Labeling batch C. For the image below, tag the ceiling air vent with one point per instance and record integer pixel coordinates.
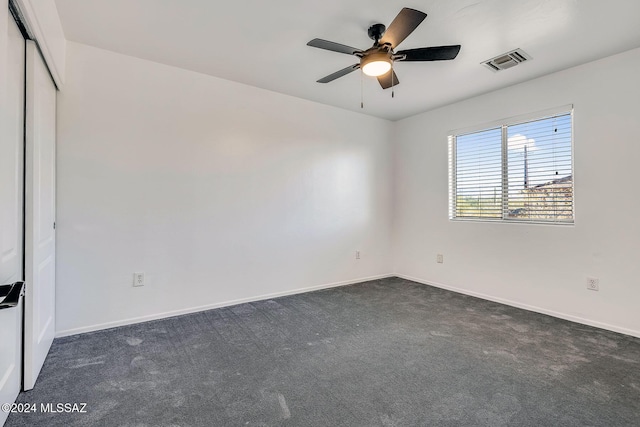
(507, 60)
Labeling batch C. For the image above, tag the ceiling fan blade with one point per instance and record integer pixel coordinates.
(403, 25)
(337, 74)
(437, 53)
(332, 46)
(385, 80)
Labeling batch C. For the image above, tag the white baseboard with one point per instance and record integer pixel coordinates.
(527, 307)
(189, 310)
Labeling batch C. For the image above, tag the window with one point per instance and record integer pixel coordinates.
(519, 171)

---------------

To be done
Reproduce all of the rows above word for word, leaving out the picture.

Written answer
Labeling batch C. For the image below, tag the ceiling air vent with one point per instance and record integer pixel coordinates.
(507, 60)
Labeling batch C. For the image above, tag the ceiling fan blade with one point per instance and record integer pixel coordinates.
(403, 25)
(337, 74)
(437, 53)
(332, 46)
(385, 80)
Labeling batch C. For the image above, tag the white baseboard with one point per instance and record integer pixel coordinates.
(527, 307)
(189, 310)
Labeling batch C. For the image above, tag the window with one point per instance and record integer pixel coordinates.
(519, 171)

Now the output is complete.